• Exercise 1: Please restate word for word everything in the triptych passage from "Symbolism and typology are" down to "stars. (Revelation 12:1)".
• Exercise 2: According to the triptych passage, which saint appears on the opened left panel of this triptych?
• Exercise 3: Summarize the triptych passage in two sentences.

Triptych in Defense of Mary's Perpetual Virginity

Triptychs are works of art that are divided into three sections or panels. Quite often religious triptychs were used as backgrounds for Church altars. The hinged two outer panels are usually closed. They were opened during special occasions to reveal the large central panel. In this particular triptych, the opened left panel shows St. Augustine, and the opened right panel shows St. Jerome.  When closed, the left panel shows St. John the Baptist, and the right panel shows St. Paul (we have no picture of this.)

 

 

 

This particular triptych is interesting because it has two basic themes that use symbolism and typology. The central panel has a rectangle in the center that shows the Blessed Virgin with the baby Jesus on her lap. Around that are four triangles with images that symbolize the saving work of Christ. And attached to each triangle is a semi-circle that looks like the leaves of a four-leaf clover. In these semi-circles are typological images of Mary’s virginity.

Symbolism and typology are different. Symbolism uses an object to represent an idea attached to it. Typology, on the other hand, is people, objects, or events in the Old Testament (called types) that foreshadow something that is fulfilled in the New Testament (called anti-types).  Think of the Holy Spirit as an author who drops hints in the Old Testament that hint of something to come.

Woman of Revelation

 

 

 

 

The central image depicts Mary sitting on a throne with the child Jesus on her lap. We can’t miss the similarity of how the artist paints her as the woman in the Book of Revelation: clothed with the sun, the moon under her feet, and wearing a crown of twelve stars. (Revelation 12:1)

• Raw data:
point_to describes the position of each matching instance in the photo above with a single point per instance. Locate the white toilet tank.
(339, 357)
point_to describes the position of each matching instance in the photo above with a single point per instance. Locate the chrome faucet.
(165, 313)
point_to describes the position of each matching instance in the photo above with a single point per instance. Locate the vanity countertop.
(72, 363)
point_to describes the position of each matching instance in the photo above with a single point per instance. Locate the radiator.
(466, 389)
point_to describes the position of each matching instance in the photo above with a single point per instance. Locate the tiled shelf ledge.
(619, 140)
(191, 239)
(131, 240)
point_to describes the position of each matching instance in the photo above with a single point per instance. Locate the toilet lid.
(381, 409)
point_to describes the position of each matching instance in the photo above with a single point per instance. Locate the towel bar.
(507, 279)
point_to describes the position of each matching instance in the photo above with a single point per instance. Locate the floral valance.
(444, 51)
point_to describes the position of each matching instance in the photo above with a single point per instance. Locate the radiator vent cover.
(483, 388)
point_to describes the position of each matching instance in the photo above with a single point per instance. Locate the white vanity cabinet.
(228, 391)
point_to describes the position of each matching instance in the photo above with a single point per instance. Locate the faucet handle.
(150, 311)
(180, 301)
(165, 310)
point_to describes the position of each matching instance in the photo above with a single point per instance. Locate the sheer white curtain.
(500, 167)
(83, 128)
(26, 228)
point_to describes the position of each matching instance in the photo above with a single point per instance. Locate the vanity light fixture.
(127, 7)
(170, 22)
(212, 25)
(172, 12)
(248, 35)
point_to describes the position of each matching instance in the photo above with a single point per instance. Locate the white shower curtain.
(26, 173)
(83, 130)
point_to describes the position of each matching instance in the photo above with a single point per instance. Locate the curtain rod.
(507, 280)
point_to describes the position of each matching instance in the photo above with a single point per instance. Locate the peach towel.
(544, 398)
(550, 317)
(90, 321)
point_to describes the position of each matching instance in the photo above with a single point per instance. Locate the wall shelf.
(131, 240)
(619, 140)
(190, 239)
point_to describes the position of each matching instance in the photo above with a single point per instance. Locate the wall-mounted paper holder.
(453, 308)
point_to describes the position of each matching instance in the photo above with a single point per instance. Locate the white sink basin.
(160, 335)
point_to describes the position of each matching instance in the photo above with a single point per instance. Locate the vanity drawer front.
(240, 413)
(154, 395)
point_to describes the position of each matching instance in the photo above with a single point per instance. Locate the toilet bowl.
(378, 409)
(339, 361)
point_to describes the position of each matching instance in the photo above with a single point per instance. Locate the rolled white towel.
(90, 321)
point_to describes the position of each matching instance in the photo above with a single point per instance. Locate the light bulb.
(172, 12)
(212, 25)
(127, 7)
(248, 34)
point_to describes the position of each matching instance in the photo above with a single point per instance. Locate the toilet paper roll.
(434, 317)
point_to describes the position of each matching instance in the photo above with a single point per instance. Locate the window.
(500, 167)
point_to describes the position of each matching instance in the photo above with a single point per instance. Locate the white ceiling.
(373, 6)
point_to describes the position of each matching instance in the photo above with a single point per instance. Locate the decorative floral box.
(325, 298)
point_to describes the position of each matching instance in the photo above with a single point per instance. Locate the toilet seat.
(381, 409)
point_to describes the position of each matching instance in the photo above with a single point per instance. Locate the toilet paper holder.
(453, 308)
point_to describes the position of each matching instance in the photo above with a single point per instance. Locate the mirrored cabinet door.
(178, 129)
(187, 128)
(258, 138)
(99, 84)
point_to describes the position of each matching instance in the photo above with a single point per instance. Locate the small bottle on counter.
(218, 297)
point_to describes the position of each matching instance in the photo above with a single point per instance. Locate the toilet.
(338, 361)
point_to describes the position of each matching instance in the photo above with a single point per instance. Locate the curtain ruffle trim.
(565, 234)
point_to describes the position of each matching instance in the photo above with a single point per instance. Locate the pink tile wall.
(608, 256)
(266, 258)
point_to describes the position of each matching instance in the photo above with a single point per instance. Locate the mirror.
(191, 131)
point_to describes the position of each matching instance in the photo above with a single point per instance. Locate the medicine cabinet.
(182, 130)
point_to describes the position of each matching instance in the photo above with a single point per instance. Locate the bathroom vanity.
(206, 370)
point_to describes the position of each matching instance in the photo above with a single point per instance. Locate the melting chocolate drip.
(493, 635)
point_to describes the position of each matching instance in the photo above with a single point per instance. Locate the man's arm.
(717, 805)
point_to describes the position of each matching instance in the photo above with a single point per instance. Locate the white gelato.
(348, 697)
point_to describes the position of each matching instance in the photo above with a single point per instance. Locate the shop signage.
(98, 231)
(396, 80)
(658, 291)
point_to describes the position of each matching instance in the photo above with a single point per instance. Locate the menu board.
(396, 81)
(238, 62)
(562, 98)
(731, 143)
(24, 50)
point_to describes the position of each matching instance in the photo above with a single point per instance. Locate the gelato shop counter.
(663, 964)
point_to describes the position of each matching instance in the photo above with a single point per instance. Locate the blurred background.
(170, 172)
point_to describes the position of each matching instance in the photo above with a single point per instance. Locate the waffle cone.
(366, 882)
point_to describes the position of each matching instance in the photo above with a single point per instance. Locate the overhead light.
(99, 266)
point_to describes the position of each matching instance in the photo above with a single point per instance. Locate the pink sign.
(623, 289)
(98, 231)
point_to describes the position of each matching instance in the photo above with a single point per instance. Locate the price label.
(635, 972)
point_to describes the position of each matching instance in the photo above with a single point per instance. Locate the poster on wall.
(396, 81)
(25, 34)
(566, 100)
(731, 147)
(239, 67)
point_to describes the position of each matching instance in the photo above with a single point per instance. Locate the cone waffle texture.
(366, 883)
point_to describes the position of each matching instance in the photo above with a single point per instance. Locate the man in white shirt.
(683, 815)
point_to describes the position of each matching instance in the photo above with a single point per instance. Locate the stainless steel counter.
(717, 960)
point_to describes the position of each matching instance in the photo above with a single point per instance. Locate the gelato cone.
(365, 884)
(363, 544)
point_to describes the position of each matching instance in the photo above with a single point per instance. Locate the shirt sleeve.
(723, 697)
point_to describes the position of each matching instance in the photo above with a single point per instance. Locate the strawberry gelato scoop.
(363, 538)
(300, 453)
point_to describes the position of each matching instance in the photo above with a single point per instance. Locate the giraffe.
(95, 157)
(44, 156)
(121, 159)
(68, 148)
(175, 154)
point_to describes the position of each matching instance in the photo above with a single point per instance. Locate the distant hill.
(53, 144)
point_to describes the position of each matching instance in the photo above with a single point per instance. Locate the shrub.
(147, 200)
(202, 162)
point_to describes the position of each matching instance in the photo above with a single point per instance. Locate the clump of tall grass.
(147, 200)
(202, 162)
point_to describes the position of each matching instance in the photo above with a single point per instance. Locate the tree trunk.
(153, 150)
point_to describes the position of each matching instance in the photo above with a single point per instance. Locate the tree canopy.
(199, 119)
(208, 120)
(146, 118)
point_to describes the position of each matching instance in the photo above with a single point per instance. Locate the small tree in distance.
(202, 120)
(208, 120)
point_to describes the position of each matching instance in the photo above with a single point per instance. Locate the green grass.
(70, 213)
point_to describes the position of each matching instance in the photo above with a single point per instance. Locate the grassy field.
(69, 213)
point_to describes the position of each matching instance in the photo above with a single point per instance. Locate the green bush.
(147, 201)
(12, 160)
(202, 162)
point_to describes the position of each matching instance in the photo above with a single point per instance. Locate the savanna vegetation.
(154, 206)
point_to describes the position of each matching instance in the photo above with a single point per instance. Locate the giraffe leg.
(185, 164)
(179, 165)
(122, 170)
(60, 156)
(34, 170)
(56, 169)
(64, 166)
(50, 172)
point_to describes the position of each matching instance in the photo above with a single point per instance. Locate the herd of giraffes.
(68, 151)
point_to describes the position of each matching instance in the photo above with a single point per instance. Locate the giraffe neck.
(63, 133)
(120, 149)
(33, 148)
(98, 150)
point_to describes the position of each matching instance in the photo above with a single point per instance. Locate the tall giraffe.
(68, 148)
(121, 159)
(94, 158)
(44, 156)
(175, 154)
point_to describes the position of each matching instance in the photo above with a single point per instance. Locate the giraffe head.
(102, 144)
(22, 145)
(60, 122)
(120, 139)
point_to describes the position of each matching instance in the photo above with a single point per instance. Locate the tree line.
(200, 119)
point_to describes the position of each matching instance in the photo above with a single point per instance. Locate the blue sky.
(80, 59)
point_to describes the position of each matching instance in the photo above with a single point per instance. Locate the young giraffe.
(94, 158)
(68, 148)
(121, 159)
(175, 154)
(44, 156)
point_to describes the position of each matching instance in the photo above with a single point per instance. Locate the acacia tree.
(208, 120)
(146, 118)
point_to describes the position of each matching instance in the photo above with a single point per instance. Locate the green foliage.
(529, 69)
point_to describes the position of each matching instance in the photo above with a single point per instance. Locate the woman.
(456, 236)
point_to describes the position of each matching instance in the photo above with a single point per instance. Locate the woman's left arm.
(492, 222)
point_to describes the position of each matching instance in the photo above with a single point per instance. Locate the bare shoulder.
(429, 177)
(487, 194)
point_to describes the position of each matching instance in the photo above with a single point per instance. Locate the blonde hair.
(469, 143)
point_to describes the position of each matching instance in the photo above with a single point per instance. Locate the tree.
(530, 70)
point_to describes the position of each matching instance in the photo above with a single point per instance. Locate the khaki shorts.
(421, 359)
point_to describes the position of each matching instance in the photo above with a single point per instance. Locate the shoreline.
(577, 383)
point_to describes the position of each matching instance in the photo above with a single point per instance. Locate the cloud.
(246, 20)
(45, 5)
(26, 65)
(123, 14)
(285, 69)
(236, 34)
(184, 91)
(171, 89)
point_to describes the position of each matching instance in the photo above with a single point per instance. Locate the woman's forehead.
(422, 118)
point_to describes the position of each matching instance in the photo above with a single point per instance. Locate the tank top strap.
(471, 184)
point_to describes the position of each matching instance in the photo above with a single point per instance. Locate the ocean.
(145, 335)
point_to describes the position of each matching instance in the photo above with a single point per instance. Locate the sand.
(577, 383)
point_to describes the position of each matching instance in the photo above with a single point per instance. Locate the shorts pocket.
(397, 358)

• Answer area 1:
Symbolism and typology are different. Symbolism uses an object to represent an idea attached to it. Typology, on the other hand, is people, objects, or events in the Old Testament (called types) that foreshadow something that is fulfilled in the New Testament (called anti-types).  Think of the Holy Spirit as an author who drops hints in the Old Testament that hint of something to come.

Woman of Revelation

 

 

 

 

The central image depicts Mary sitting on a throne with the child Jesus on her lap. We can’t miss the similarity of how the artist paints her as the woman in the Book of Revelation: clothed with the sun, the moon under her feet, and wearing a crown of twelve stars. (Revelation 12:1)

• Answer area 2: St. Augustine.

• Answer area 3: Triptychs are artworks divided into three panels, often used behind church altars, and in this one the opened side panels show St. Augustine and St. Jerome. Its central panel uses symbolism and typology, with triangles symbolizing Christ's saving work, semi-circles holding typological images of Mary's virginity, and a central image of Mary enthroned with the child Jesus, painted as the woman of Revelation.